EXERCISE MATERIALS:
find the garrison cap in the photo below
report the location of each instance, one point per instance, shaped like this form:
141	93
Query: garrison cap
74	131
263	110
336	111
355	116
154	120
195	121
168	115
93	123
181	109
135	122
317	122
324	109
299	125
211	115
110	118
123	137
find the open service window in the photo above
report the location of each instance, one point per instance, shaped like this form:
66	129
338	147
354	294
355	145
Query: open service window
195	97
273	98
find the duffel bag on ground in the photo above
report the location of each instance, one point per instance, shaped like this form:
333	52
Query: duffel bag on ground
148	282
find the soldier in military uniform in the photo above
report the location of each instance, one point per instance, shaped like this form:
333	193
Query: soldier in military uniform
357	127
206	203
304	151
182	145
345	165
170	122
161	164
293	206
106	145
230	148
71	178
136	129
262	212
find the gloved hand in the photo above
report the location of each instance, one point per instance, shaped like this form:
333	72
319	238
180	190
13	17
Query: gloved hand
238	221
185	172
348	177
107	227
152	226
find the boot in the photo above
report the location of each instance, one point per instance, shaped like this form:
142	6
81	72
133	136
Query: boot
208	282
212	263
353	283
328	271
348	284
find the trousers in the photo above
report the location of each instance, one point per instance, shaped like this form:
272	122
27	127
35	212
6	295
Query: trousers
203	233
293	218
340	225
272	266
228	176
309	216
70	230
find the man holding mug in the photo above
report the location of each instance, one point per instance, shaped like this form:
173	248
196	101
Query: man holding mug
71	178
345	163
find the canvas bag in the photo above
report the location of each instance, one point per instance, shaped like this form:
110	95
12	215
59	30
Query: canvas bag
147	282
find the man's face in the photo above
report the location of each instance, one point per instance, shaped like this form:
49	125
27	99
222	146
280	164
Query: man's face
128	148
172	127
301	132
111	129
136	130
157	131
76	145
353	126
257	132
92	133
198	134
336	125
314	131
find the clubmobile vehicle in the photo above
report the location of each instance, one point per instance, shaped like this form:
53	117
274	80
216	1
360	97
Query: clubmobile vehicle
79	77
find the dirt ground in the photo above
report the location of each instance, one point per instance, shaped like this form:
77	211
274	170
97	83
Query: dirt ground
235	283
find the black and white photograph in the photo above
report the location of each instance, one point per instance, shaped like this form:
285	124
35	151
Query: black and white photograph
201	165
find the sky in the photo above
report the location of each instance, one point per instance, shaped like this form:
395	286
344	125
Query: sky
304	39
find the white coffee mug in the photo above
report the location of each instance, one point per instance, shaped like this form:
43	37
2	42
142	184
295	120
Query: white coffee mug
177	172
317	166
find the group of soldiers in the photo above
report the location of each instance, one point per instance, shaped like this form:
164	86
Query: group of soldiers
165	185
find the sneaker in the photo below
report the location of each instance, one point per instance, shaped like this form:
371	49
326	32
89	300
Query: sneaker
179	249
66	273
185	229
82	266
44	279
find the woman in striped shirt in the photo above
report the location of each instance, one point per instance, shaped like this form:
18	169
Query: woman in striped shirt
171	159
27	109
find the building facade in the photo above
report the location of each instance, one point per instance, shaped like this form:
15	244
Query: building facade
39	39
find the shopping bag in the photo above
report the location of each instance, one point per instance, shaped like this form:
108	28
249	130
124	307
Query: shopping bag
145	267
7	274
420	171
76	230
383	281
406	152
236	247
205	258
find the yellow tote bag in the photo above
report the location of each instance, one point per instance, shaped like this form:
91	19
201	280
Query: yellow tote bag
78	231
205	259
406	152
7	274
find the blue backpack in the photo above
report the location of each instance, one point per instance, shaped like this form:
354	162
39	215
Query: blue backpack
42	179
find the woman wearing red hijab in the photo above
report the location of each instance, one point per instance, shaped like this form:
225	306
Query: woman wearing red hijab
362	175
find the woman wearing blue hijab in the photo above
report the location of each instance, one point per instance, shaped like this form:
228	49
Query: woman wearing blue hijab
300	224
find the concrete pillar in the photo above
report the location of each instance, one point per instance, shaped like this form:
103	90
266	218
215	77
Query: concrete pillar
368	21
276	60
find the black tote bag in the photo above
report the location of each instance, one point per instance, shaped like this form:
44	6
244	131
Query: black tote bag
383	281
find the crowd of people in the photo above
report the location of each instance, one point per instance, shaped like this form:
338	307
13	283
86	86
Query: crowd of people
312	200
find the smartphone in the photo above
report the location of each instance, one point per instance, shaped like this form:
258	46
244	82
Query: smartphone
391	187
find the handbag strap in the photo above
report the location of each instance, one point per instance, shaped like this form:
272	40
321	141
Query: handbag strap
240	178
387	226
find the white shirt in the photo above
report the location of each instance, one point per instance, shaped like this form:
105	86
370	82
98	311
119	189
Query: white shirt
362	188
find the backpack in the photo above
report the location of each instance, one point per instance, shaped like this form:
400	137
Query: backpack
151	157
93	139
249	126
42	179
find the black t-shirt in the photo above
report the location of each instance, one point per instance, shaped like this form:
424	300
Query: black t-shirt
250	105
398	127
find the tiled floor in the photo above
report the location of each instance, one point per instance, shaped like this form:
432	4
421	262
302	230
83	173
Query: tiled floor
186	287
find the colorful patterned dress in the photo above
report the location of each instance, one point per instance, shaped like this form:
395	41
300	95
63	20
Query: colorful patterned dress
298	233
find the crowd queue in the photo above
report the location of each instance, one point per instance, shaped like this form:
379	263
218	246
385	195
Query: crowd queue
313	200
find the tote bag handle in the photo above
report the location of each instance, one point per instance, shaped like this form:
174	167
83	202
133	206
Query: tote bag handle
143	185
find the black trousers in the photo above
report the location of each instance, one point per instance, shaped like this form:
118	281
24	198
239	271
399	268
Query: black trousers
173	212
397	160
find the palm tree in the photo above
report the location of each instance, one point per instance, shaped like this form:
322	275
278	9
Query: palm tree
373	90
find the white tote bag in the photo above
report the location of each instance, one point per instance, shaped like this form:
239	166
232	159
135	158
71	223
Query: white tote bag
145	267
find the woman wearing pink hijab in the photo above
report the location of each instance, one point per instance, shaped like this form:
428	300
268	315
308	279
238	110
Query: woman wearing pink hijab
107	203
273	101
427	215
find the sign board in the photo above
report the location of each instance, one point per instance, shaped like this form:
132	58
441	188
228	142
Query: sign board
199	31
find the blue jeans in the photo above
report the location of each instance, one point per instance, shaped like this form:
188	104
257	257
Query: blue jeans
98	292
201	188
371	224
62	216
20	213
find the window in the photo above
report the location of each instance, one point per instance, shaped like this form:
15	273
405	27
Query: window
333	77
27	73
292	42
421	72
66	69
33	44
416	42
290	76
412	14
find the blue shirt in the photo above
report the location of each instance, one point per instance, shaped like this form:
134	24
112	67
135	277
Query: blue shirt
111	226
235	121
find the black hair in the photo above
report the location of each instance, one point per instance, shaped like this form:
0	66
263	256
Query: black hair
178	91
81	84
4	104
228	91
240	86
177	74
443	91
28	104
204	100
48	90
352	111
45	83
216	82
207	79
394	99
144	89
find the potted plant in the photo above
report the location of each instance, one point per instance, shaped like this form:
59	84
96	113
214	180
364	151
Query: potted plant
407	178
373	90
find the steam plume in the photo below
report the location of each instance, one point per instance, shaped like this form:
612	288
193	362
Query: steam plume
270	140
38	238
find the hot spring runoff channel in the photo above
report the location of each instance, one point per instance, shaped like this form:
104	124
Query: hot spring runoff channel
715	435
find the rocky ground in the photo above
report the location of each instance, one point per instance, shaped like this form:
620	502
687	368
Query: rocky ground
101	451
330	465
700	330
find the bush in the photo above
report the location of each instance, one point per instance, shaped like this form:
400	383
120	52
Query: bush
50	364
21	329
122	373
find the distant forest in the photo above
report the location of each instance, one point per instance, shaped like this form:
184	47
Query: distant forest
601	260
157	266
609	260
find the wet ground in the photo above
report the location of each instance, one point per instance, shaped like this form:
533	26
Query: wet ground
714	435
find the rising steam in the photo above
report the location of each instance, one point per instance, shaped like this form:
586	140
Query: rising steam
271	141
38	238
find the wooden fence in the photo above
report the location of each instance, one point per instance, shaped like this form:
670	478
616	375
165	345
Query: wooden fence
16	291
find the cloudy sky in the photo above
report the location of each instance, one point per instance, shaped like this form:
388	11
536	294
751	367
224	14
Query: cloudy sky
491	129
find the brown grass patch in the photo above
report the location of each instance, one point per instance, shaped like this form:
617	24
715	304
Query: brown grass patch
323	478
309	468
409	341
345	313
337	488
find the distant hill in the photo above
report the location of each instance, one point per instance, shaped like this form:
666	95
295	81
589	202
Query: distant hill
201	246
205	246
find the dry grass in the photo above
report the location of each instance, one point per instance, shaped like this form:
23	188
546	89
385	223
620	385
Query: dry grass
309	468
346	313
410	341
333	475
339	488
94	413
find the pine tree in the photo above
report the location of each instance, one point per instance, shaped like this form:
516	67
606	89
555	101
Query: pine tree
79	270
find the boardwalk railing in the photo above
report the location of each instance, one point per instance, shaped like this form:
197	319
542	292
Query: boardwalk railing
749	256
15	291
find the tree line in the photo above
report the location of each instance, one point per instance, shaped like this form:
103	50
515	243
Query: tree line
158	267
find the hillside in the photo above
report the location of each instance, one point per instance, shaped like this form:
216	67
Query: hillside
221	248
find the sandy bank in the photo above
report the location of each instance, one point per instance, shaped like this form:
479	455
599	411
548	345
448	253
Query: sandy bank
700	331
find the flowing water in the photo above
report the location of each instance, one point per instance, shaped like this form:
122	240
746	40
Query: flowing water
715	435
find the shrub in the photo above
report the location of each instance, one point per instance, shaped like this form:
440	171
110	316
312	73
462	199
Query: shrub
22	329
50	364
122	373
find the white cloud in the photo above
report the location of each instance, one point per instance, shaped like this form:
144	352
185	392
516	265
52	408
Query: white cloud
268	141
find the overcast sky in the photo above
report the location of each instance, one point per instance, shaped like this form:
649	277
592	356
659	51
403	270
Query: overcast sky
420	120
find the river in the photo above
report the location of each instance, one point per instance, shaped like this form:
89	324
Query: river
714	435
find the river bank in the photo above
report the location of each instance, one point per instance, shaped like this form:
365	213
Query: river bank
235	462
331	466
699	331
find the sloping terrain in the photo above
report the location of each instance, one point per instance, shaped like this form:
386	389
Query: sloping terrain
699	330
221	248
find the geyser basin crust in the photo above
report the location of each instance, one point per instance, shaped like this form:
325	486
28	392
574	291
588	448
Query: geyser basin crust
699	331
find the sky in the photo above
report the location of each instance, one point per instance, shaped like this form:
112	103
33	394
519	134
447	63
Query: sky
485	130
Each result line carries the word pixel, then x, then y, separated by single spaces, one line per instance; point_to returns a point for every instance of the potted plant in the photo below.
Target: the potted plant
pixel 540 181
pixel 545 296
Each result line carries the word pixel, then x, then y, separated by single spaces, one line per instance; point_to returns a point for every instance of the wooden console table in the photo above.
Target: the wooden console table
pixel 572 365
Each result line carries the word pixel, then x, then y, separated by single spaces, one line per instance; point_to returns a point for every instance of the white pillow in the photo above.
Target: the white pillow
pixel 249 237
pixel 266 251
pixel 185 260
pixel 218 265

PROBLEM REQUIREMENTS: The expected response is the material above given again line by line, from its first line to the line holding "find the duffel", inclusive.

RESULT OF THE TASK:
find the garrison cap in the photo below
report the location of each instance, one point per instance, shaped like this form:
141	93
Query: garrison cap
74	131
263	110
336	111
355	116
154	120
195	121
168	115
93	123
181	109
135	122
317	122
324	109
299	125
211	115
110	118
123	137
find the open service window in the photo above
report the location of each instance, one point per instance, shaped like this form:
66	129
338	147
354	294
355	145
Query: open service window
195	97
273	98
find the duffel bag on ground in the photo above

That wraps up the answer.